==== Records for this task ====

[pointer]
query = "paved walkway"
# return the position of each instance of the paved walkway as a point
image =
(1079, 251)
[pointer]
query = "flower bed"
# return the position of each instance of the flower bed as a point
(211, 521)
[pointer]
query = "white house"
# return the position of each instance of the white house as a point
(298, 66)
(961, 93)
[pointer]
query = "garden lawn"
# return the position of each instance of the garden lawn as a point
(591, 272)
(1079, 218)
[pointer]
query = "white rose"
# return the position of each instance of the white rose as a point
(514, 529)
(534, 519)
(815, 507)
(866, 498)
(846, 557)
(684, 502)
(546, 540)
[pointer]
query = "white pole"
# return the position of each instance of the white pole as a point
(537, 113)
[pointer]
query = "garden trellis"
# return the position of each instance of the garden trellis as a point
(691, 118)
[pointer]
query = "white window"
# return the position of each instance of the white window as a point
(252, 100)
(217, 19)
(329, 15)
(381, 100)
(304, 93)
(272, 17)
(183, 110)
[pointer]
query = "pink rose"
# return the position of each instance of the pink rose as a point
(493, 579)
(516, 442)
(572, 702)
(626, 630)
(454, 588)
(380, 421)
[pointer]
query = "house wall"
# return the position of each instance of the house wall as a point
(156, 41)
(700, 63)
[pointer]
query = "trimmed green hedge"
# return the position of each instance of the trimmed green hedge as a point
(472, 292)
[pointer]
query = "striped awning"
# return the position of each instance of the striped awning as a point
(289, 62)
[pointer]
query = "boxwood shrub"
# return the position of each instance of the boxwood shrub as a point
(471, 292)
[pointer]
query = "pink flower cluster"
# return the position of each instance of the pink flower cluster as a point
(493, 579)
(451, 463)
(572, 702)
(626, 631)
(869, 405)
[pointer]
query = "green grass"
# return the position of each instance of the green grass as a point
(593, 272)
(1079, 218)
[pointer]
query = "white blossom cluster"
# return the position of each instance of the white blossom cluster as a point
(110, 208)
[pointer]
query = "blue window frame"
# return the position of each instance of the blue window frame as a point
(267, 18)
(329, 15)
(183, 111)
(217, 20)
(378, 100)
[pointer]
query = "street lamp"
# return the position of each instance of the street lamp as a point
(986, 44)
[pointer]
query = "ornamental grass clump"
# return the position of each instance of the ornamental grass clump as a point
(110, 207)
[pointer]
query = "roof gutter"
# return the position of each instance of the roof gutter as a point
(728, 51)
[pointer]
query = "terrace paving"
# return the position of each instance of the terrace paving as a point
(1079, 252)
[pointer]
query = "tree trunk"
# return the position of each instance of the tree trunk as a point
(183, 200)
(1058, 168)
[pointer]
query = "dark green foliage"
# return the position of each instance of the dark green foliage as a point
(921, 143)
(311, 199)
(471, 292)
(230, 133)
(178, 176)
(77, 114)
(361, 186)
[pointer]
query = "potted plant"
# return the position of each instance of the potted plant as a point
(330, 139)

====

- Set task -
Count the lines of the material above that contain the string "ornamental", and give only the number.

- Exercise answer -
2